# [Directions for this task]
Rewrite each item below with "man standing" renamed to "standing person" and all other text unchanged. Leave the pictures out of your output.

Stored data entries:
*-*-*
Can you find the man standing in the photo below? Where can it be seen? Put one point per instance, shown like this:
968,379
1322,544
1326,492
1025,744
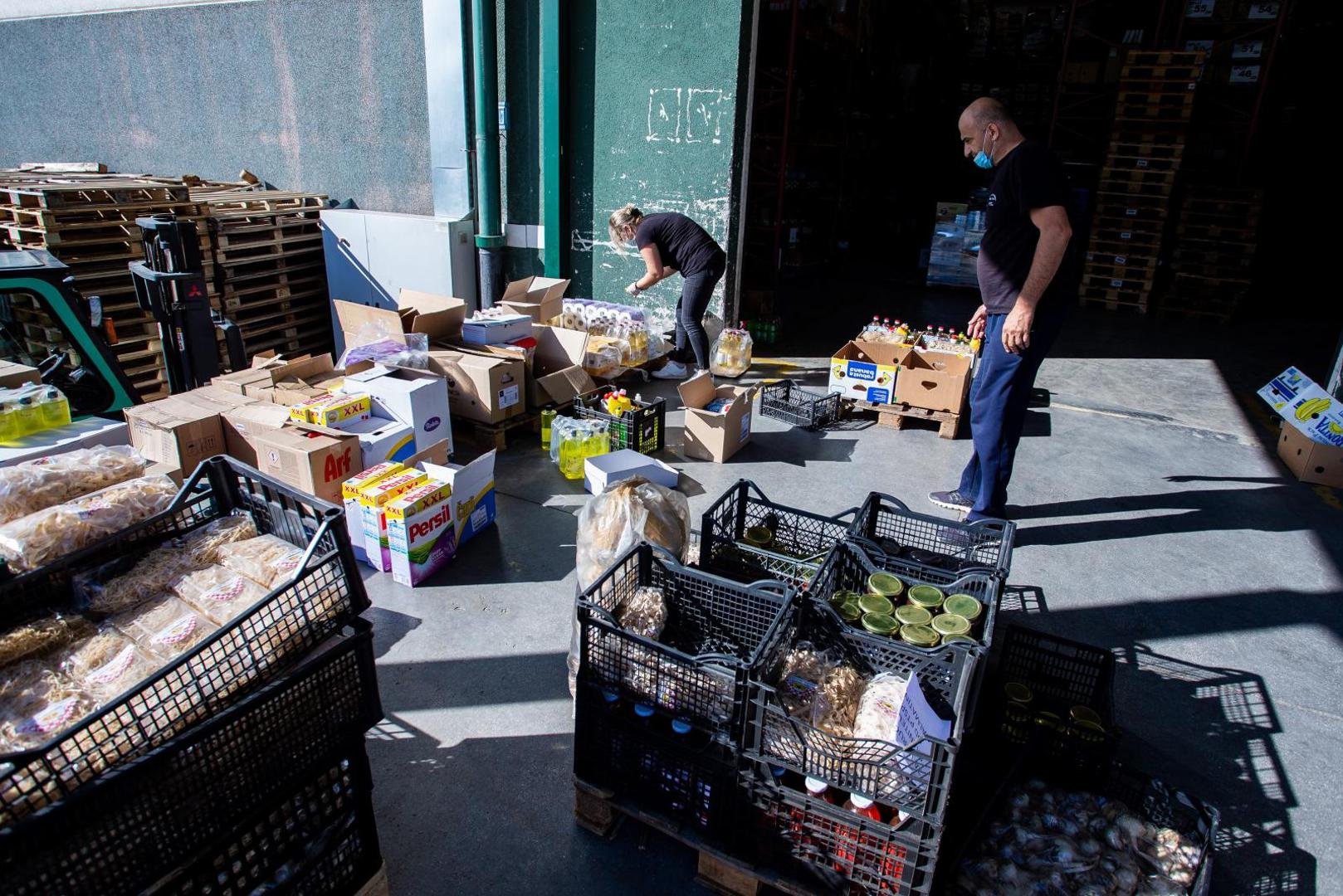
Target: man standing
*-*-*
# [Reply]
Can you find the standing person in the photo below? Where can it be seen? Put one point per instance, shown like this:
968,379
1322,544
1326,492
1025,744
Target: standing person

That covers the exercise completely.